◆ Stated goal 1 ◆
Rescale the records from their start through the line holding "M 109 94 L 116", both ends included, and write out every line again, requests too. Multiply each coordinate in the answers by 2.05 and round to whole numbers, halves up. Leave the numbers in the requests and format samples unchanged, and return only these lines.

◆ Extract to read ◆
++++
Skip to content

ElasticSearch Indexer for Plone content

License

GPL-2.0, Unknown licenses found

Licenses found

GPL-2.0
LICENSE.GPL
Unknown
LICENSE.rst
Notifications You must be signed in to change notification settings

enfold/collective.es.index

 
 

Repository files navigation

collective.es.index

ElasticSearch Indexer for Plone content

Features

  • Indexes full content in ElasticSearch on a field base
  • uses serializers of plone.restapi to get the JSON for indexing
  • configuration of ElasticSearch via zope.conf (buildout)
  • flexible drop-in replacement proxy-index for the catalog (optional)
  • default profile installs SearchableText drop-in (optional)

Installation

This addon needs ElasticSearch 6.2 with ingest-attachment plugin installed.

Install collective.es.index by adding it to your buildout:

[buildout]

...

eggs =
    collective.es.index

also there, configure the connection to ElasticSearch:

[instance]

...

zope-conf-additional =
     %import collective.es.index
     <elasticsearch>
     query 127.0.0.1:9200
     ingest 127.0.0.1:9200
     </elasticsearch>

and then running bin/buildout.

To install the default drop-in proxy-index for SearchableText, go to the Site-Setup Add-Ons section and install ElasticSearch SearchableText Proxy Index.

New content will be indexed in ElasticSearch.

To index existing content, a full Clear and Rebuild is needed (via ZMI/portal_catalog/Tab Advanced).
++++
◆ Dataset ◆
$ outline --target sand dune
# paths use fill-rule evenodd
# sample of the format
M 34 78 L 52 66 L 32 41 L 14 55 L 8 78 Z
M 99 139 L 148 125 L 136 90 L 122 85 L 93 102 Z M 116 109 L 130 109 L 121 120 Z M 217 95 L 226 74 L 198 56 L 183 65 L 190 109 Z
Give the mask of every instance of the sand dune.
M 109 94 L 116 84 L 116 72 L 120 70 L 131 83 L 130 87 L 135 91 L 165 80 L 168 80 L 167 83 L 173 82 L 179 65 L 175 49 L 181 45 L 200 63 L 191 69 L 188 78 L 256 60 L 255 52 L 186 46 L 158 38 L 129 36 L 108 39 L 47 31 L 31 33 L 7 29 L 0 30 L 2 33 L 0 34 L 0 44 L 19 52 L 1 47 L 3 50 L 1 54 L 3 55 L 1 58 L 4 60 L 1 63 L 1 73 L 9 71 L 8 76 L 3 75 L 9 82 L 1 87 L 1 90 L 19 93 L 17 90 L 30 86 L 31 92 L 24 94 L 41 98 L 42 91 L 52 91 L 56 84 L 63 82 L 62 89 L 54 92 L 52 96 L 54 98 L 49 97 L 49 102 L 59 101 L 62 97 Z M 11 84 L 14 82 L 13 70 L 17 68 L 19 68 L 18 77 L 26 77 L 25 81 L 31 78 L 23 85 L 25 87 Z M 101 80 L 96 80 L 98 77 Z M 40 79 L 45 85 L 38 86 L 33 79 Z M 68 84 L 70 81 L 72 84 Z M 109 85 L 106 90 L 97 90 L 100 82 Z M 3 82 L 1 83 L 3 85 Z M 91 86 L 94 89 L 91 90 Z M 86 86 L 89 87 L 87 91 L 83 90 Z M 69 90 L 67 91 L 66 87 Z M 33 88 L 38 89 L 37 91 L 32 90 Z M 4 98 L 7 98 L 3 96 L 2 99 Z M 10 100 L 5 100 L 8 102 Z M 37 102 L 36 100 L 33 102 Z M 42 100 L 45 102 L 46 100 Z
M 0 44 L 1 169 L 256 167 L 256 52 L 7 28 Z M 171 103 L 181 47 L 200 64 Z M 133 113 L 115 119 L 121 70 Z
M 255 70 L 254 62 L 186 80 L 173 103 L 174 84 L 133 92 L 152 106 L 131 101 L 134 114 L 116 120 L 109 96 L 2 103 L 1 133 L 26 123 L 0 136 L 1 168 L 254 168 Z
++++
◆ Stated goal 2 ◆
According to the Plone indexer page, which ElasticSearch version and plugin does the add-on need?

◆ Exercise result 1 ◆
$ outline --target sand dune
# paths use fill-rule evenodd
# sample of the format
M 34 78 L 52 66 L 32 41 L 14 55 L 8 78 Z
M 99 139 L 148 125 L 136 90 L 122 85 L 93 102 Z M 116 109 L 130 109 L 121 120 Z M 217 95 L 226 74 L 198 56 L 183 65 L 190 109 Z
Give the mask of every instance of the sand dune.
M 223 193 L 238 172 L 238 148 L 246 144 L 269 170 L 267 178 L 277 187 L 338 164 L 344 164 L 342 170 L 355 168 L 367 133 L 359 100 L 371 92 L 410 129 L 392 141 L 385 160 L 525 123 L 523 107 L 381 94 L 324 78 L 264 74 L 221 80 L 96 64 L 64 68 L 14 59 L 0 62 L 4 68 L 0 70 L 0 90 L 39 107 L 2 96 L 6 103 L 2 111 L 6 113 L 2 119 L 8 123 L 2 129 L 2 150 L 18 146 L 16 156 L 6 154 L 18 168 L 2 178 L 2 185 L 39 191 L 35 185 L 62 176 L 64 189 L 49 193 L 84 201 L 86 187 L 107 187 L 115 172 L 129 168 L 127 182 L 111 189 L 107 197 L 111 201 L 100 199 L 100 209 L 121 207 L 127 199 Z M 23 172 L 29 168 L 27 144 L 35 139 L 39 139 L 37 158 L 53 158 L 51 166 L 64 160 L 47 174 L 51 178 Z M 207 164 L 197 164 L 201 158 Z M 82 162 L 92 174 L 78 176 L 68 162 Z M 139 172 L 144 166 L 148 172 Z M 223 174 L 217 185 L 199 185 L 205 168 Z M 6 168 L 2 170 L 6 174 Z M 187 176 L 193 182 L 187 185 Z M 176 176 L 182 178 L 178 187 L 170 185 Z M 141 185 L 137 187 L 135 178 Z M 68 180 L 78 182 L 76 187 L 66 185 Z M 8 201 L 14 201 L 6 197 L 4 203 Z M 21 205 L 10 205 L 16 209 Z M 76 209 L 74 205 L 68 209 Z M 86 205 L 92 209 L 94 205 Z

◆ Exercise result 2 ◆
ElasticSearch 6.2 with the ingest-attachment plugin installed.